== Brief ==
Repeat, word for word, the part of the lines that opens with the line containing "Pick out one point on every instance of the striped" and closes with the line containing "[(128, 183)]", both of those lines included.

== Provided material ==
━━━━━━━━━━━━━━━━
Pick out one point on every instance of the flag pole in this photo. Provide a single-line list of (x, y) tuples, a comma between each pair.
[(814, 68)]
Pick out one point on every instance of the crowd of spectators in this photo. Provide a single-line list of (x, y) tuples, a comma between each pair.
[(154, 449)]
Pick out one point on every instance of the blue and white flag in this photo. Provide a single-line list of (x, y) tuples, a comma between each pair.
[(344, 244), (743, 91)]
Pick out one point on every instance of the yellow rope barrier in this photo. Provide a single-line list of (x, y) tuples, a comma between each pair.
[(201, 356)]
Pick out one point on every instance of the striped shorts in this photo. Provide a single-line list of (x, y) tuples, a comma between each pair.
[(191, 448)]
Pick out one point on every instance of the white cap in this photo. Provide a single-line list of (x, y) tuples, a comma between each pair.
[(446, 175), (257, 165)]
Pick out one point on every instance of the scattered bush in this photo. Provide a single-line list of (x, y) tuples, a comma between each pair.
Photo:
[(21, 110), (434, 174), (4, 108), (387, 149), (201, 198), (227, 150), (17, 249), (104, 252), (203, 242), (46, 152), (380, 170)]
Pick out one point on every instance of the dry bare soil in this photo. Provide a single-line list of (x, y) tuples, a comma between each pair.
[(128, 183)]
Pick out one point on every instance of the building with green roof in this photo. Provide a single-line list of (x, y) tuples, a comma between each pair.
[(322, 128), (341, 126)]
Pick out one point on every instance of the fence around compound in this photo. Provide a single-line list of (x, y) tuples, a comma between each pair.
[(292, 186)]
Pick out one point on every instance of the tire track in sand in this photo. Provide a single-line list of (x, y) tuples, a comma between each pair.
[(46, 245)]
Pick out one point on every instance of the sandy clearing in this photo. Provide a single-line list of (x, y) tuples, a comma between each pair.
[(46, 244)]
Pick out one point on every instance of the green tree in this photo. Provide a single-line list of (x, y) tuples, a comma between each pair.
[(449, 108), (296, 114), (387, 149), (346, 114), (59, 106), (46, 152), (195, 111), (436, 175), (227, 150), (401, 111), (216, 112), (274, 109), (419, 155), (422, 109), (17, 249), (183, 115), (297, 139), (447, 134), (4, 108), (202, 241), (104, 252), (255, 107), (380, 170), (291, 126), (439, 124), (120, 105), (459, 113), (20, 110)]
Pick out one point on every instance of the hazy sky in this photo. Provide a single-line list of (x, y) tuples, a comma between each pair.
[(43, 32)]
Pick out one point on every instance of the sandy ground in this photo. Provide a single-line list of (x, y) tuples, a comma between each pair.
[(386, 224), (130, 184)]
━━━━━━━━━━━━━━━━
== Answer to the exercise ==
Pick out one point on every instance of the striped shorts in this photo. Provide a single-line list of (x, y) tuples, a comma between each pair.
[(191, 448)]
Pick out one point on every instance of the white cap in this photo. Provide a single-line list of (x, y) tuples, a comma between each pair.
[(446, 175), (257, 165)]
Pick out one point on every instance of the scattered bush in this photo. Provide a single-line list of (x, y) tuples, a comma between each pair.
Photo:
[(21, 110), (434, 174), (4, 108), (387, 149), (201, 198), (227, 150), (17, 249), (104, 252), (203, 242), (46, 152), (380, 170)]
Pick out one point on every instance of the dry bare soil in this photo. Provide a single-line list of (x, y) tuples, a comma between each pair.
[(128, 183)]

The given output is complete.